## Ketentuan Latihan:
Teruskan teks tentang Taliban dan penguasaan Kabul di bawah ini, dimulai tepat setelah kalimat terakhirnya.

## Bagian Teks:
+ + +

Di luar perlawanan secara bersenjata, Taliban juga berupaya melakukan negoisasi dan lobi-lobi dengan para pihak. Bahkan Taliban berhasil membuat kantor perwakilan resmi di Qatar pada 2013 lalu (18/06), salah satu negara Arab Teluk berpengaruh yang kerap menjadi tempat berlangsungnya pertemuan antara Taliban dengan para pihak, termasuk dengan perwakilan AS. Dari lobi-lobi perlahan meningkat menjadi perundingan, baik secara langsung ataupun tidak langsung. Bahkan Taliban melakukan perundingan dengan perwakilan AS dan pemerintahan Afghanistan di bawah kepemimpinan Ashraf Ghani.

 

Pada 29 Februari 2020 bertempat di Qatar, Taliban dan perwakilan AS menandatangani kesepakatan yang berisi empat hal utama. Dua poin utama dalam kesepakatan itu menyatakan bahwa Afghanistan tak boleh dijadikan sebagai tempat ataupun landasan tempur bagi jaringan teroris untuk menyerang AS atau negara lain. Bila poin pertama terwujud, maka AS akan menarik pasukannya dari Afghanistan yang kemudian akan dilanjutkan dengan poin ketiga dan keempat, yaitu proses transisi kekuasaan dan perdamaian abadi di Afghanistan (Aljazeera, net: 17/08). Pada waktu yang kurang lebih bersamaan, perundingan demi perundingan juga dilaksanakan antara perwakilan Taliban dengan perwakilan pemerintah Afghanistan.

 

Kedua, angkatan bersenjata Afghanistan yang tidak siap tempur. Inilah yang membuat pergerakan Taliban leluasa menaklukkan kota demi kota di Afghanistan sebelum akhirnya menguasai kota Kabul. Menurut sebagian pengamat militer di Timur Tengah, kelemahan angkatan bersenjata Afghanistan disebabkan oleh beberapa faktor. Salah satunya adalah faktor nilai-nilai patriotisme kebangsaan yang belum tertanam kuat di kalangan aparat bersenjata. Faktor lain adalah sokongan serangan udara AS dan koalisinya yang selama ini membuat pasukan Afghanistan “termanjakan”, termasuk dalam melawan kelompok-kelompok perlawanan seperti Taliban. Akibatnya, tanpa dukungan serangan udara, pasukan Afghanistan tidak bisa berbuat banyak seperti ketika berhadapan dengan pasukan Taliban mutakhir yang sedang bergerak agresif menuju Kabul.

+ + +

## Data yang Disediakan:

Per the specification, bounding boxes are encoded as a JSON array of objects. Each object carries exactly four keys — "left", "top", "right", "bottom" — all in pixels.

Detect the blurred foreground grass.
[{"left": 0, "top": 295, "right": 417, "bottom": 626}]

+ + +

## Hasil Tugas Ini:
 

Ketiga, sikap atau “politik mutung” Ashraf Ghani dalam bentuk meninggalkan Afghanistan tanpa pemberitahuan terlebih dahulu kepada pihak manapun. Hal ini dilakukan oleh Ashraf Ghani pada saat semua proses sedang berlangsung, tidak hanya Taliban yang menyatakan akan ke Kabul secara damai, tapi juga proses perundingan antara perwakilan Taliban dengan perwakilan pemerintah di Qatar.

 

Ibarat permainan tarik-tambang, sikap Ashraf Ghani di atas tak ubahnya orang yang menghentikan tarikannya secara mendadak di saat pihak lain menarik sekeras mungkin untuk memenangkan pertandingan yang ada. Kondisi inilah yang membuat Afghanistan kacau balau; di satu sisi Taliban dengan mudah menguasai Kabul, di sisi lain masyarakat trauma dengan pemerintahan Taliban, di sisi yang berbeda ada proses evakuasi warga AS. Hingga akhirnya sebagian masyarakat Afghanistan merasa “evakuasi” dan keluar dari Afghanistan adalah solusi yang tepat. Maka terjadilah pemandangan yang sangat memilukan di Bandara Kabul sebagaimana dijelaskan di atas.

 

Dalam hemat penulis, sikap atau politik mutung Ashraf Ghani dan kondisi pasukan Afghanistan tidak terbaca secara cermat oleh penasehat dan pejabat Gedung Putih. Hal ini bisa dibuktikan dengan komentar pejabat-pejabat AS yang sempat meramalkan keruntuhan pasukan Afghanistan setelah beberapa bulan ditinggalkan oleh AS. Nyatanya pasukan Afghanistan runtuh di saat pasukan AS masih lengkap di Afghanistan. Dan yang lebih mengejutkan adalah sikap atau “politik mutung” Ashraf Ghani di atas.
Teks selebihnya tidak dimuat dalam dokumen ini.